+++ Study material
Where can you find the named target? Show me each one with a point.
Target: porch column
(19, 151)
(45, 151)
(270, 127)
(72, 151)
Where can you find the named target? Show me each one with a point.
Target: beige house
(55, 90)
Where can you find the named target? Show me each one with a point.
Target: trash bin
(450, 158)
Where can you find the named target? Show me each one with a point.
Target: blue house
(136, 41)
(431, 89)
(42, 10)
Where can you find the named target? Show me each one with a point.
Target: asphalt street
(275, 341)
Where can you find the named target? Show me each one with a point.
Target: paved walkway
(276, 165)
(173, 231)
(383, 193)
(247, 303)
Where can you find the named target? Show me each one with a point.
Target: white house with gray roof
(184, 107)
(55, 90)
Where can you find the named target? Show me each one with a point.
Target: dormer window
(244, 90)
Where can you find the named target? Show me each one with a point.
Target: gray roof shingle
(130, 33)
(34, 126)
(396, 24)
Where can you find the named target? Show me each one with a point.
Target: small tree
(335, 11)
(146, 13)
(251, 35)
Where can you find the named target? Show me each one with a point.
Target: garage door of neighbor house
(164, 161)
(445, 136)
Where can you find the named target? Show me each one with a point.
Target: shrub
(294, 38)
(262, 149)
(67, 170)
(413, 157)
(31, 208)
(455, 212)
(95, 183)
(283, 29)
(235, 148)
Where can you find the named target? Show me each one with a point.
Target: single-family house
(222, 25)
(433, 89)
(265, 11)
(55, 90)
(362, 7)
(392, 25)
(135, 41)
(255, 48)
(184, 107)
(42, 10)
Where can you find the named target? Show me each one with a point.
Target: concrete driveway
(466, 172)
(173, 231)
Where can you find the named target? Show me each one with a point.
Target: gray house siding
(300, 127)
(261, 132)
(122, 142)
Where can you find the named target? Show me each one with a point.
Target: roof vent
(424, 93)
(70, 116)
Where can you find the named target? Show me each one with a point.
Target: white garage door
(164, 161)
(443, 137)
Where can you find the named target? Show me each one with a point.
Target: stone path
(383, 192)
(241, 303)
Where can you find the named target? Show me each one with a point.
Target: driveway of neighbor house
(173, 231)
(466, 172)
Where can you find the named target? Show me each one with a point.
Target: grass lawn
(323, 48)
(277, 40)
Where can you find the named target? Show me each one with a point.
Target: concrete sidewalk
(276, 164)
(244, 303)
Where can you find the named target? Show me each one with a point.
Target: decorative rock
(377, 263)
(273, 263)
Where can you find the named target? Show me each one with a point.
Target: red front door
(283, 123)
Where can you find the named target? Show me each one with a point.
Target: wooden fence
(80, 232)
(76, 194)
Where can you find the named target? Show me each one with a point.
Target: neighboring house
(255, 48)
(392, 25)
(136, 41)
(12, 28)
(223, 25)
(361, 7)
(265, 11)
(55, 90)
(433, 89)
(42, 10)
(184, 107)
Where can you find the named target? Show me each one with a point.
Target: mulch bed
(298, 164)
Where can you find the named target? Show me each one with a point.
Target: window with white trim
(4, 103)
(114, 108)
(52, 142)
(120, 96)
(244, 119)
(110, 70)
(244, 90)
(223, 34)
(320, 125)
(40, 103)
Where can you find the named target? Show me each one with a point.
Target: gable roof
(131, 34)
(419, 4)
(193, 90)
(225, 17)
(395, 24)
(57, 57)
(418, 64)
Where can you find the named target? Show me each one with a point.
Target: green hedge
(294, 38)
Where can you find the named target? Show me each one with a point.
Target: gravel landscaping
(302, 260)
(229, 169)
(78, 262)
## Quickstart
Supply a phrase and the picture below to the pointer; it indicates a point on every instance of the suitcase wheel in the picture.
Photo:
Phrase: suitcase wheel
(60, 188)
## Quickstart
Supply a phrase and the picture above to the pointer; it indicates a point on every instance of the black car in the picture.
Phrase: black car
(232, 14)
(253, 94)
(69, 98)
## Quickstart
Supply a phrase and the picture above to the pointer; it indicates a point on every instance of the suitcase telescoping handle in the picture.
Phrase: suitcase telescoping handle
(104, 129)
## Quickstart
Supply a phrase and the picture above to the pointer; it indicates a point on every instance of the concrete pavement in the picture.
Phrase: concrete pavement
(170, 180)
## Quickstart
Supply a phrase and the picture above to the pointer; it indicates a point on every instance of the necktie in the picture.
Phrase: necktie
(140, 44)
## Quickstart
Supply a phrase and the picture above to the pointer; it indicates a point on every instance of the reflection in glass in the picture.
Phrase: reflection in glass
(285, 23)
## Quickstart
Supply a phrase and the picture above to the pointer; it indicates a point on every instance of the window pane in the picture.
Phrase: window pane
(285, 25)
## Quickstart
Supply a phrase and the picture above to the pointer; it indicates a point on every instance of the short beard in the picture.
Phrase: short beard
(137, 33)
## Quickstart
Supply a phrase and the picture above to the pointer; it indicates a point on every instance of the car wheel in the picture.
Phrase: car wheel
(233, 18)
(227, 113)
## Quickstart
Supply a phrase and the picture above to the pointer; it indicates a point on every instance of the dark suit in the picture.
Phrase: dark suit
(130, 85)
++++++
### Work task
All that is wanted is a faithful reproduction of the line above with "Supply a phrase and the picture below", the line with "handle in the picture.", and every line in between.

### Result of the exercise
Supply a phrase and the picture below to the pointer; it indicates a point on every instance of the suitcase wheel in the picture.
Photo:
Phrase: suitcase wheel
(60, 188)
## Quickstart
Supply a phrase and the picture above to the pointer; it indicates a point on every instance of the black car in the picture.
Phrase: black car
(232, 14)
(253, 94)
(69, 98)
## Quickstart
Supply a phrase and the picture above to the pointer; it indicates a point on every instance of the suitcase telescoping handle in the picture.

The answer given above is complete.